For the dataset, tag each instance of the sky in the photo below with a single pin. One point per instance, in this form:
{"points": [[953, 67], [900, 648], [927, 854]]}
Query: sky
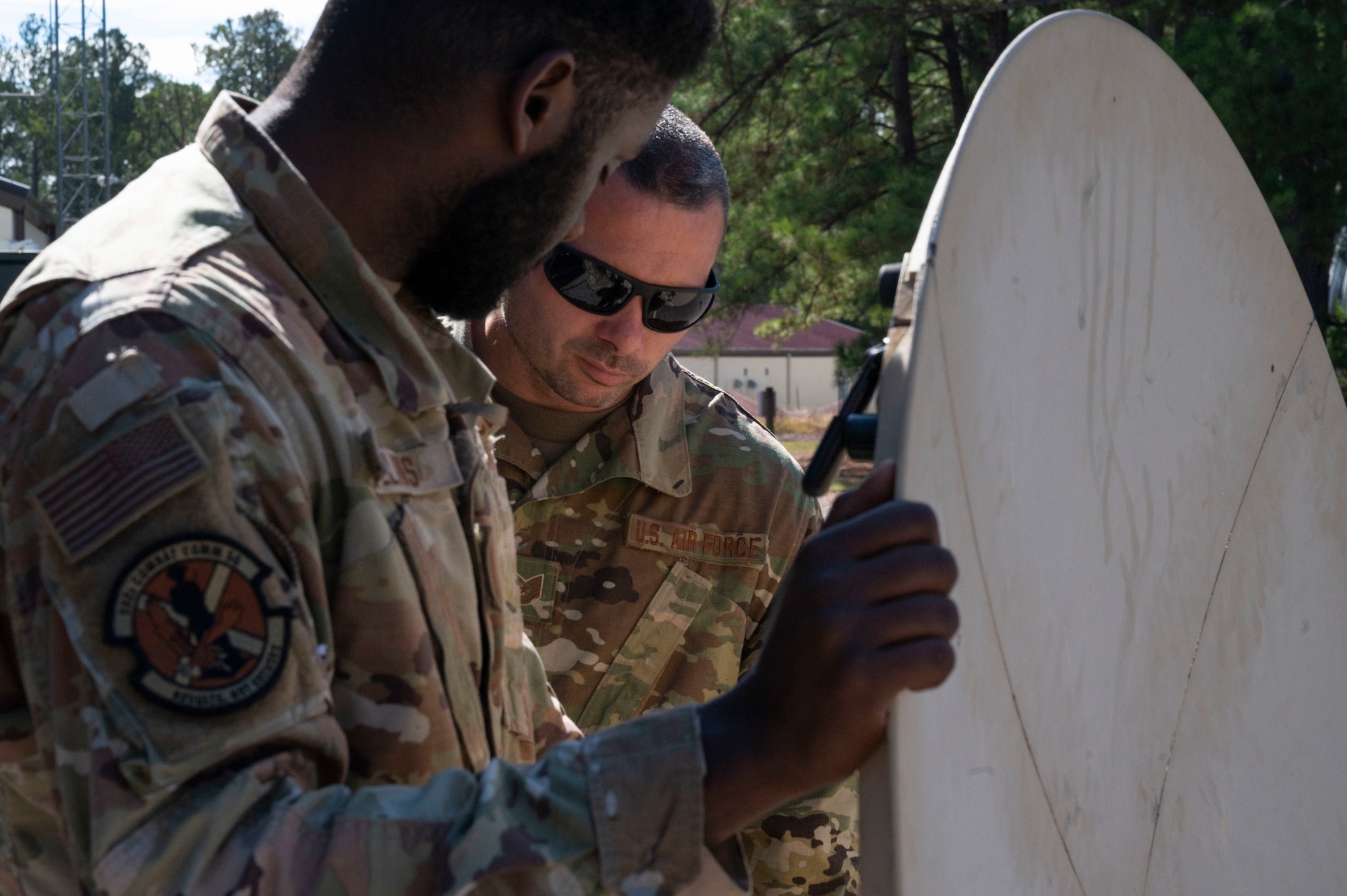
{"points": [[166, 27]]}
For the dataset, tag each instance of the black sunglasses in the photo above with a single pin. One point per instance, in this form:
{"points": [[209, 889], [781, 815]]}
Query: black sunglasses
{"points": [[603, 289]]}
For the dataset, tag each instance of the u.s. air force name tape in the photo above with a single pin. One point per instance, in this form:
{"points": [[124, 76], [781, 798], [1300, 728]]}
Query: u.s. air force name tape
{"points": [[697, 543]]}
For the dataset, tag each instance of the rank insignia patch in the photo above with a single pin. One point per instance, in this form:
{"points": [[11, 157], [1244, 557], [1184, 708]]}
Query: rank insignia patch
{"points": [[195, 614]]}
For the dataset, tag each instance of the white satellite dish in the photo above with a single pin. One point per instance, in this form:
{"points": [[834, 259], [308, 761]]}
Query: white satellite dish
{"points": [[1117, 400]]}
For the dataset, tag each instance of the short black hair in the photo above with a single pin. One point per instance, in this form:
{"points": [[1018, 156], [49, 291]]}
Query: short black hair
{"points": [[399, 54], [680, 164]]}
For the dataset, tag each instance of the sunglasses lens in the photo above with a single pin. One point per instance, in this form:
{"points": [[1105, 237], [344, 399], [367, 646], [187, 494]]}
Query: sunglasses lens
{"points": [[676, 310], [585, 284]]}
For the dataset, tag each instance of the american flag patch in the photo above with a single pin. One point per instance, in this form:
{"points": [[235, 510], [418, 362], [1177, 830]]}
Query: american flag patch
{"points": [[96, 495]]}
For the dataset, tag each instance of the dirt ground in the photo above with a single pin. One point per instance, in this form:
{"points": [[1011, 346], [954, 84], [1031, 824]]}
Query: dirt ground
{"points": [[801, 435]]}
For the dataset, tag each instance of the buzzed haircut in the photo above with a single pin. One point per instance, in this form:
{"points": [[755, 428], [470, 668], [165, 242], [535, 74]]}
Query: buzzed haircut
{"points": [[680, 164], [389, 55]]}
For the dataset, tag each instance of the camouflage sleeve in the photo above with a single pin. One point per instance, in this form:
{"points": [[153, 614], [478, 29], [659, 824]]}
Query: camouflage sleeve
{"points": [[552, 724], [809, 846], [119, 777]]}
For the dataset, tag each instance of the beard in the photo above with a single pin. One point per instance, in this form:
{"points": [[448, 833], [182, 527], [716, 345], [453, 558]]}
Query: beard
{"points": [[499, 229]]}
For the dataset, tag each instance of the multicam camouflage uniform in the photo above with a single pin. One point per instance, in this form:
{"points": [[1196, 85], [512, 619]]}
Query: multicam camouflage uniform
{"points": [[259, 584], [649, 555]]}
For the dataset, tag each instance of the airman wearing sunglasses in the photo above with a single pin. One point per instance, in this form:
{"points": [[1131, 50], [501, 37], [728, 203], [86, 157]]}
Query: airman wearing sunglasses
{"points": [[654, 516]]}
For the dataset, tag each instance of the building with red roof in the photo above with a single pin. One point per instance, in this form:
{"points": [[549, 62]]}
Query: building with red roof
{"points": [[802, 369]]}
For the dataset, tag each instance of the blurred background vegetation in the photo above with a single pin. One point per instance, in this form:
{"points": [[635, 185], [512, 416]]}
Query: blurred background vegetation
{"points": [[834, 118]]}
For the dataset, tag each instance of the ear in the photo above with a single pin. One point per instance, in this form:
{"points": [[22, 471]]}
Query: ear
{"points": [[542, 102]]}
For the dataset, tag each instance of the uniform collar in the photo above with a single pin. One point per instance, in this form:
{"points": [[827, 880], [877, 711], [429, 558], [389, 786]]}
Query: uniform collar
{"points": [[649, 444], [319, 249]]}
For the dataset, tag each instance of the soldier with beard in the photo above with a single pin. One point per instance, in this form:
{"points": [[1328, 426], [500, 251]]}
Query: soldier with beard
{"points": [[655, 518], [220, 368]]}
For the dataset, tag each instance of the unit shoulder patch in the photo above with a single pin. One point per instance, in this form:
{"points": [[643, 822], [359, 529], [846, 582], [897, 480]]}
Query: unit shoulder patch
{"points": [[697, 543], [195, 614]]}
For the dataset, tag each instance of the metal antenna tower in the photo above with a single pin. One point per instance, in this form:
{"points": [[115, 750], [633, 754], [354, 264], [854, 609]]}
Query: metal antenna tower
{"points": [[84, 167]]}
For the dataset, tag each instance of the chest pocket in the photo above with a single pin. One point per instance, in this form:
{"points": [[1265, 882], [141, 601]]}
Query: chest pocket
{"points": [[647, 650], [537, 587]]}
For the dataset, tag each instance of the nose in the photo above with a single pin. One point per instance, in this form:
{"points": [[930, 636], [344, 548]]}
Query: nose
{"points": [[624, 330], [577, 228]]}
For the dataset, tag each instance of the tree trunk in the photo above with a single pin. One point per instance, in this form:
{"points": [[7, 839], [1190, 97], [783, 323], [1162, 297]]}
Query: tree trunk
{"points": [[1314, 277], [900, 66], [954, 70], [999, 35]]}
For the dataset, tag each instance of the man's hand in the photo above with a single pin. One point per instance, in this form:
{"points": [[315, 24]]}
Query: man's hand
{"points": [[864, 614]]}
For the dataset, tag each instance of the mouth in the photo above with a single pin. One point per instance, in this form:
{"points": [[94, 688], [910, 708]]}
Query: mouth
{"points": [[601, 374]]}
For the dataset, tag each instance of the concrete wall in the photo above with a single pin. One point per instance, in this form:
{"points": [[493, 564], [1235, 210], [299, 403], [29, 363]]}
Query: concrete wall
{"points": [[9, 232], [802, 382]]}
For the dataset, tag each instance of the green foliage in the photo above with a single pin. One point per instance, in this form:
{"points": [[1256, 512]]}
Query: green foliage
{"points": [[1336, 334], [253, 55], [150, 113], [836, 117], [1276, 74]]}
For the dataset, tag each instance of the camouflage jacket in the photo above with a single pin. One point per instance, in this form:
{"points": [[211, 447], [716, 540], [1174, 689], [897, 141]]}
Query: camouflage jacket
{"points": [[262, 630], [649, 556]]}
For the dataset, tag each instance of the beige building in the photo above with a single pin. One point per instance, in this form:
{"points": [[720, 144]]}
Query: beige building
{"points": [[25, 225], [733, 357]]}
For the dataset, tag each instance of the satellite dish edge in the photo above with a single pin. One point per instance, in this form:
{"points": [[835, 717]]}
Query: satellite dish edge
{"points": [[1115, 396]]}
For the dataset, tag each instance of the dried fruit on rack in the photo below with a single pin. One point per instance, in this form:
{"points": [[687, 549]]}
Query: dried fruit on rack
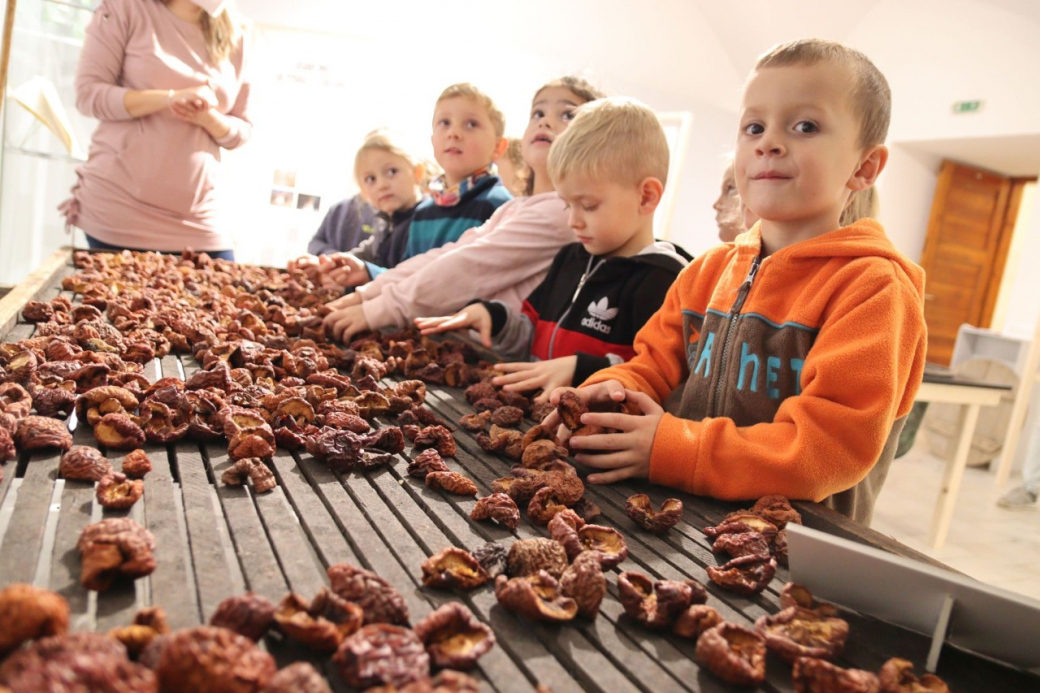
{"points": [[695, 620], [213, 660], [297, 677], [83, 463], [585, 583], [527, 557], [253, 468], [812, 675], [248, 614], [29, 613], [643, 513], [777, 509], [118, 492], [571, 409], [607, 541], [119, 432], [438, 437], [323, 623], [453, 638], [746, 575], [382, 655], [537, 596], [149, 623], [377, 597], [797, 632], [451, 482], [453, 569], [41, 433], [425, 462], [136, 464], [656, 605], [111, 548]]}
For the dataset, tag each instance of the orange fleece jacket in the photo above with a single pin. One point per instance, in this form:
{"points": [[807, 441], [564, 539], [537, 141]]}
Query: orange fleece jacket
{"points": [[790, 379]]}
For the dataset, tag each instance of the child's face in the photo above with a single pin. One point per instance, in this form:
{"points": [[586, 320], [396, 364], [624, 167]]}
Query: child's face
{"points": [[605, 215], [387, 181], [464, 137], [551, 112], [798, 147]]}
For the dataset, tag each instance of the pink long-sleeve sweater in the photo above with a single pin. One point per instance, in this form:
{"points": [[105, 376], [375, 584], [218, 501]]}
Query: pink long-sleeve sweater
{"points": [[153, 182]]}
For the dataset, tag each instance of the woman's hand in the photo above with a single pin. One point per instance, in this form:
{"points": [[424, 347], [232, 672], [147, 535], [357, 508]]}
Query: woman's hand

#### What you have to do
From the line containing "For the dataset, tag each instance of the child's" through the final line of the listing above, retype every line exactly; leave out everything else.

#### Finished answer
For the dataset, tag each instance of the child's face in the photo above with a single pin. One point per instance, in this form:
{"points": [[586, 320], [396, 364], [624, 167]]}
Query: child's face
{"points": [[605, 215], [387, 181], [464, 137], [551, 112], [798, 147]]}
For the dataset, tag each instance of the pink long-sleeve sweater in the photo above with a single pin. One point per instance, in this form:
{"points": [[105, 376], [375, 584], [218, 501]]}
Query: pink long-sleeve sweater
{"points": [[153, 182]]}
For the dataset, tag each instance of the woman's hand in the photo above with a single pin. One point per instance, in this form:
{"points": [[424, 347], [232, 672], [147, 535], [357, 508]]}
Query: woman's hand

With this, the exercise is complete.